■ What to work on
Please reproduce the material below word for word, leaving out the pictures.

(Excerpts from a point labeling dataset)
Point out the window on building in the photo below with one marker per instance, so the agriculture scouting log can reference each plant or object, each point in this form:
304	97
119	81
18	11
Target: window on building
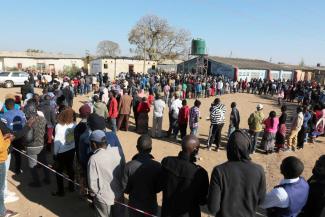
15	74
4	74
40	66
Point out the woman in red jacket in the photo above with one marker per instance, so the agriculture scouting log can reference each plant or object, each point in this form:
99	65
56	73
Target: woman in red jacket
143	117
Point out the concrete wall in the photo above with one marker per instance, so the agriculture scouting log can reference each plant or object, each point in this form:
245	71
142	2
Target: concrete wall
251	74
113	67
57	64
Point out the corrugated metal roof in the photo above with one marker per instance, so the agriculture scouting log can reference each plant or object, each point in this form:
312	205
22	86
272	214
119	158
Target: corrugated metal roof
35	55
249	63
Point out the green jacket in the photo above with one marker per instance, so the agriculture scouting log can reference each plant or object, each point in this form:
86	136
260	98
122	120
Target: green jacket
255	121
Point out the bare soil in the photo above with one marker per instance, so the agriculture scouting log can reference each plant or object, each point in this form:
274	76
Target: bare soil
39	202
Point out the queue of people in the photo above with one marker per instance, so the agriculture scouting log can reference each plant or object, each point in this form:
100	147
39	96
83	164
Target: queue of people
236	188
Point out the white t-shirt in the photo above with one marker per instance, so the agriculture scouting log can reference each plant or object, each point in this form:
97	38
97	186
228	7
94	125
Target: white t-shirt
175	107
64	138
158	108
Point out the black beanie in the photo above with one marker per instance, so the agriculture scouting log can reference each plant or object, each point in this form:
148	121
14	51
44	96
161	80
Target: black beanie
96	122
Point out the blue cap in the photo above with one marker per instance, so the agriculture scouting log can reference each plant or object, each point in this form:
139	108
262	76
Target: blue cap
98	136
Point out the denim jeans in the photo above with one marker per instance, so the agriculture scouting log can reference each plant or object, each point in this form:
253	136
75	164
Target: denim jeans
112	122
194	131
7	164
231	130
2	187
255	136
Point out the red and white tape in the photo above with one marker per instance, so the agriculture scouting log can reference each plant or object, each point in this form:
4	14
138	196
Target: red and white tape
77	184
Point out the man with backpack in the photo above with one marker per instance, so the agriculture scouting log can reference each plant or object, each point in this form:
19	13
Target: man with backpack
255	122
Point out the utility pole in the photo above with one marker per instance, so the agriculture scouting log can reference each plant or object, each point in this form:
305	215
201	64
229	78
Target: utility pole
144	52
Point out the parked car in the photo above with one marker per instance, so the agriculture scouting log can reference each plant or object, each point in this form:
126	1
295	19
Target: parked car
10	79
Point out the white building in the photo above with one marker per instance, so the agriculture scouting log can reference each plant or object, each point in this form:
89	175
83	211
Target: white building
43	62
114	66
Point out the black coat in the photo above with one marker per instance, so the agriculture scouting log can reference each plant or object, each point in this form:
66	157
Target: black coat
315	206
236	189
185	187
141	182
49	113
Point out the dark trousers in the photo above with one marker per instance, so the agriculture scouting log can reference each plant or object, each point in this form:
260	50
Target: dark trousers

■ Response to this task
Point out the window on building in the photo below with one marker per instance, so the agriculture scouting log can reference each plant or object, each point in this form:
304	97
119	81
18	11
Target: window on building
15	74
4	74
40	66
Point out the woman in red jacket in the photo above with one marker per instance, so the agriculture scouting log can reference each plant or object, each point in this form:
99	65
56	73
Target: woman in red jacket
143	117
Point out the concrete wall in the photo above with one marker per instance, so the agriculture scouting log can reference each plant or object, each point in this form:
245	71
142	2
Target: concrete wall
251	74
113	67
57	64
Point out the corrugated metal roof in the photo above with one marker per instance, so the agriculture scouting log can reference each plant or object, each point in this form:
312	205
22	86
272	214
119	158
Target: corrugated metal roof
35	55
249	63
Point out the green jacket in the photo above with one marker per instance, so the agriculture scouting log can reference each plant or object, each point in this form:
86	136
260	98
122	120
Target: green jacket
255	121
Point out the bare soil in the photo above with one marker per instance, so the agriculture scouting log can reference each plant or object, each point in this form:
274	76
Target: bare soil
39	202
Point out the queue of people in the photo above with one marker per instance, so the agriculture scouting log can reference each plant or object, each point in this form:
100	147
39	96
83	164
Target: queue of people
236	188
Point out the white t-shirt in the photo above with one marker per instance, so the agriculture scouting log can reference each plant or object, each point in this form:
97	38
97	186
228	7
94	125
Target: white t-shirt
175	107
64	138
158	108
Point out the black beanie in the photo above with one marker per instance, so the agriculture scouting log can reference each plant or object, each point in this form:
148	121
14	51
44	96
161	80
Target: black beanie
96	122
Point out the blue cap in the photo above with one marker per instance, so the agriculture scouting log can reference each plant or object, each point in this form:
139	108
262	76
Target: blue cap
98	136
Point out the denim jeans in the photo above with one marker per instance, so the agriculture scouting log can reference each plant or object, each point in this form:
253	136
75	164
Target: denim jeans
112	122
194	131
7	164
231	130
2	187
255	136
Point out the red and white tape in the photo above with one marker per instance, so the agriculture scouting log can reference each plant or object, each point in this form:
4	14
138	196
Target: red and white tape
77	184
Point out the man with backpack in the photo above with one marker per instance, so the agriculture scouting log can reference each plant or object, each point in this form:
19	13
Target: man with backpack
255	122
Point out the utility pole in the photo above with one marker per instance, so the agriculture scouting log can reference each plant or object, each point in this form:
305	215
201	64
229	78
Target: utility pole
144	52
Point out the parked car in the photo above with one marker per instance, so the agriculture scouting log can reference each plant or object, each point in this form:
126	1
295	19
Target: parked car
10	79
Point out the white building in the photo above with one marker per instance, so the agriculture scouting log can reference each plant or object, each point in this form:
89	175
83	211
Target: white building
43	62
114	66
Point out the black coat in the photo above with one marker per instance, so the agriculture scouting log can reference each plant or object, each point in this form:
66	157
Target: black coat
315	206
236	189
185	187
141	182
49	113
Point out the dark trousers in the photo above with one marker per instance, so the agriculture scouting log can reference each plant or object, each point in this form:
260	50
Target: dark trousers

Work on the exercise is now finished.